#### Seitenauszug

Da die Entwaldung aber ein erheblicher Faktor bei der Zerstörung des Weltklimas ist, kommt mehr und mehr die Diskussion auf, wie dies in geeigneter Weise einzubeziehen ist. Auf der letzten UN-Klimakonferenz gab es hierzu einen Vorstoß von Papua-Neuguinea und anderen Entwicklungsländern.
Wie eingangs gesagt, wir halten dieses Thema für sehr wichtig; eine Klärung der technischen Frage, wie ein entsprechendes Instrument aussehen könnte, ist allerdings bei den Fachleuten noch nicht erfolgt. Damit muss ich auch Ihre Frage, wie "realistisch" die Einführung eines entsprechenden Instrumentes sei, etwas ausweichend beantworten: Kyoto reguliert (vorhandene) Umweltzerstörung. Was Sie zu Recht vorschlagen und was als notwendig erkannt werden muss, ist ein Präventionsmechanismus, gekoppelt an eine Umverteilungsidee. Ich hoffe sehr, dass diese realistisch ist - denn sonst wird das Überleben einer ökologisch lebenswerten Welt sehr bald unrealistisch.

########
#### Vorliegende Daten

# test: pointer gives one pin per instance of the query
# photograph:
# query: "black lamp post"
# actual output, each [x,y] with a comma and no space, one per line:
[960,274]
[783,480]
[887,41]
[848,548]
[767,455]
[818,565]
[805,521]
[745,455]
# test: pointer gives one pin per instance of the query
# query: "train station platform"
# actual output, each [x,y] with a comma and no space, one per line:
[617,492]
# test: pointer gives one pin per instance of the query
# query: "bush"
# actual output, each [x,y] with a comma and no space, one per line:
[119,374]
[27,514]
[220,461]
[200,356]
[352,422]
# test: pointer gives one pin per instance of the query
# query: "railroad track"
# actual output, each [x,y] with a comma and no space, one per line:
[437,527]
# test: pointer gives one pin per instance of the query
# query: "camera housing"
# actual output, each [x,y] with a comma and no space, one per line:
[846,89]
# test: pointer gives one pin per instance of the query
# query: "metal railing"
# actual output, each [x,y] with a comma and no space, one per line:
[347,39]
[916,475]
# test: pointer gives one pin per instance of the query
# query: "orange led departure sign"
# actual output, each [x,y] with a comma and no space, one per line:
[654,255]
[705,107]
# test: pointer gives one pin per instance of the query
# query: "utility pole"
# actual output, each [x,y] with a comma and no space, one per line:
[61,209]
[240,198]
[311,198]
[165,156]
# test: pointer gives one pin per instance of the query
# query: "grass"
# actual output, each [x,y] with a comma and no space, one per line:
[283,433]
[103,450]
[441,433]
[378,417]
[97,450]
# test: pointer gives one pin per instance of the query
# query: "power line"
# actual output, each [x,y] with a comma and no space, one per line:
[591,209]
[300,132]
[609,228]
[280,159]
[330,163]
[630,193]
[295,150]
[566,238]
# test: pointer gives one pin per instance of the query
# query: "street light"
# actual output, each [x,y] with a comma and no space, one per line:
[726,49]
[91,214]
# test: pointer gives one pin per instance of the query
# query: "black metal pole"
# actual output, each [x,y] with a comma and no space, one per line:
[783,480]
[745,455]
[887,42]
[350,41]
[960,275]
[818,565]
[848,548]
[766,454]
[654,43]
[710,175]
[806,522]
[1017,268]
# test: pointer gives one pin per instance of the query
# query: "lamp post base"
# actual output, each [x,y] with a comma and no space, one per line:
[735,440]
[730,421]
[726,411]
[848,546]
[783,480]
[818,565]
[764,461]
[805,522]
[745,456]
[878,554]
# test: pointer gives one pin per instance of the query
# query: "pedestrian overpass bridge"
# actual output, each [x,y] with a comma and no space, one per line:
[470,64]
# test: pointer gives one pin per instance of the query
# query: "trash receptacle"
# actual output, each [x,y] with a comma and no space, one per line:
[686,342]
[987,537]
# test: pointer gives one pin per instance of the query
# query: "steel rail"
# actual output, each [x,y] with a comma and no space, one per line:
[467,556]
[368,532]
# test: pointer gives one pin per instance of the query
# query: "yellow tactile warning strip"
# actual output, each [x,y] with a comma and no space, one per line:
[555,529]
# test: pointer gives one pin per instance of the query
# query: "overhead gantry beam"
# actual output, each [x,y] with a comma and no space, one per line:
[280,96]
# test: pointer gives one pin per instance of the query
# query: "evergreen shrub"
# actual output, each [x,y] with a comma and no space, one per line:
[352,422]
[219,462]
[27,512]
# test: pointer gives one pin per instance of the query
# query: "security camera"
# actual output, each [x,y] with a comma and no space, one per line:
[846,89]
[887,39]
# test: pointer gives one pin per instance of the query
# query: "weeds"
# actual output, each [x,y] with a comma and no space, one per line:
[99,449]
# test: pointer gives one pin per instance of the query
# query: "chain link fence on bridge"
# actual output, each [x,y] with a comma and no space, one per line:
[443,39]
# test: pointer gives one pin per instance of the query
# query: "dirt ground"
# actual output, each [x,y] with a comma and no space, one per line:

########

* [Zu erledigende Aufgaben]:
1. Wer unternahm laut dem Seitenauszug über Entwaldung und Klima auf der letzten UN-Klimakonferenz einen Vorstoß?
2. Benenne im Seitenauszug über Entwaldung und Klima „Weltklimas“ in „Erdklimas“ um und gib dabei alles von „Da die Entwaldung“ bis hinunter zu „und anderen Entwicklungsländern.“ wieder.
3. Setze bitte den Seitenauszug über Entwaldung und Klima nach seinem letzten Satz fort.
Für die Bearbeitung braucht man die Datensätze nicht.

* [Ergebnisse je Aufgabe]:
1. Papua-Neuguinea und andere Entwicklungsländer.

2.
Da die Entwaldung aber ein erheblicher Faktor bei der Zerstörung des Erdklimas ist, kommt mehr und mehr die Diskussion auf, wie dies in geeigneter Weise einzubeziehen ist. Auf der letzten UN-Klimakonferenz gab es hierzu einen Vorstoß von Papua-Neuguinea und anderen Entwicklungsländern.

3.
Ich will aber abschließend nicht versäumen darauf hinzuweisen, dass auch jenseits des Kyoto-Prozesses auf der Ebene der "normalen" Entwicklungszusammenarbeit für den Schutz der Regenwälder sehr viel getan wird, wenn auch z.T. mit anderen Zielsetzungen als die Stabilisierung des Weltklimas.